>>>

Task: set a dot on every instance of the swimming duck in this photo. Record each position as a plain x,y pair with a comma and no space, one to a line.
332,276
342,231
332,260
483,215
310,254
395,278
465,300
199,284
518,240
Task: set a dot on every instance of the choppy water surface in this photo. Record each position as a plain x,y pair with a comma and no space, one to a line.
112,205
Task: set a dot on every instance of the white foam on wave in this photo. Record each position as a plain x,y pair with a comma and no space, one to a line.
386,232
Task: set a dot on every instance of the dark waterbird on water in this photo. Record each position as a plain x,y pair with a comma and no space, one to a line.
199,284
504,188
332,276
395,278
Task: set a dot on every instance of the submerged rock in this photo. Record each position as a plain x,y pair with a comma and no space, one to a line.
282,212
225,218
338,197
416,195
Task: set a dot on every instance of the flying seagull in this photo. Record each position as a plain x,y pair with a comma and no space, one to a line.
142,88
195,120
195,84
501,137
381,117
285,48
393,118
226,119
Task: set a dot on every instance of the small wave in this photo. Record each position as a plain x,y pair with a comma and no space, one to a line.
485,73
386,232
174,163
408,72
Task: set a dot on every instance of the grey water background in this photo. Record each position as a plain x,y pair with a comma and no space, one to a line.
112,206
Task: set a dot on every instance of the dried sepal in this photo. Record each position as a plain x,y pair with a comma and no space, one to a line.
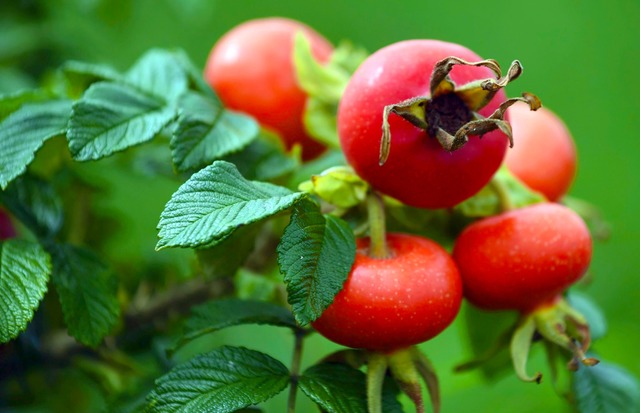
412,110
479,93
473,96
481,125
440,80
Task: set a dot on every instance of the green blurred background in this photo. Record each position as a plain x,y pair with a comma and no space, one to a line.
580,57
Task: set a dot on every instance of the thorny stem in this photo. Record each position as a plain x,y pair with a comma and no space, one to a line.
295,369
377,226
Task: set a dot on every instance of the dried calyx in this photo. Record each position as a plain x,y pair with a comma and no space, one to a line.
450,114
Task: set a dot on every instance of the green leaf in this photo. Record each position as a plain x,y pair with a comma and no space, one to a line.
159,73
315,255
87,291
24,272
338,388
206,132
339,186
590,310
224,259
216,315
112,117
224,380
264,160
324,85
488,336
606,388
80,75
214,202
487,202
11,102
36,204
24,131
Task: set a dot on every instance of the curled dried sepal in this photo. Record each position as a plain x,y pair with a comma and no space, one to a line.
412,110
495,121
442,83
562,325
473,96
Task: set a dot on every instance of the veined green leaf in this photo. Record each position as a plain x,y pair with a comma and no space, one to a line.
159,73
206,132
24,131
87,291
215,315
24,272
338,388
36,204
111,117
214,202
221,381
606,388
263,160
315,255
11,102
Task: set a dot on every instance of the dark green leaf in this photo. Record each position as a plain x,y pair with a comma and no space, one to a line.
487,202
488,336
315,255
338,388
206,132
24,131
79,75
36,204
215,315
87,291
225,258
24,272
214,202
590,310
224,380
11,102
111,117
263,160
159,73
606,388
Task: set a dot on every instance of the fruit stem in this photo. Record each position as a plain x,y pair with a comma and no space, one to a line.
377,226
376,369
295,369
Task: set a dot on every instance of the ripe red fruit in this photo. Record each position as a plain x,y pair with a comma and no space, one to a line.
251,70
544,154
6,227
418,171
395,302
522,259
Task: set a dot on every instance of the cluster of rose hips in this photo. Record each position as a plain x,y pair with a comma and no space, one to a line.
428,124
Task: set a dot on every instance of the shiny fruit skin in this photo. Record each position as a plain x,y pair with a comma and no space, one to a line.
395,302
522,259
544,153
251,70
418,172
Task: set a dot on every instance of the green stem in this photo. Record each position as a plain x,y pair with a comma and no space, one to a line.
376,370
504,201
295,369
377,226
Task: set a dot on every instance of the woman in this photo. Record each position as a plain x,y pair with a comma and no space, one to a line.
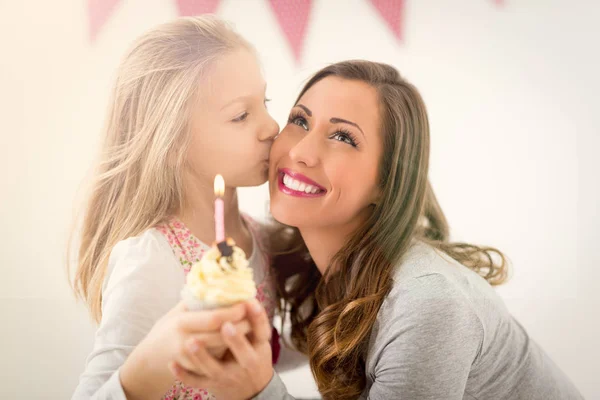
384,305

<<<

§ **TO DO**
Retype exactly, and only, the lines from the one containing "Task: set a dot on every instance of the ripe" through the end of the material, leaving aside every picture.

§ **WRITTEN ANSWER**
Task: set a dot on every instance of the ripe red fruit in this photo. Record each position as a plain x,y pair with a comma and no space, one to a line.
251,70
544,154
6,227
418,171
395,302
522,259
Task: set a dot on every instance of the cluster of rose hips in this photo. Record each position as a plain x,y pair with a comma and no space, one to a line.
428,124
Task: set a dot on every instance of the shiny fruit skin in this photo. Record each position as a plain x,y pair with a comma and no space, one to a line.
395,302
522,259
544,153
251,70
418,172
Task: set a dot on every instance of the green stem in this photo. Record each position as a plain x,y pair with a comma and no space, one to a line.
376,370
504,201
295,369
377,226
Task: set a dot on every instance of the woman in this photo. Record each position as a plain x,y pair with a comma and no space, one to a line.
384,305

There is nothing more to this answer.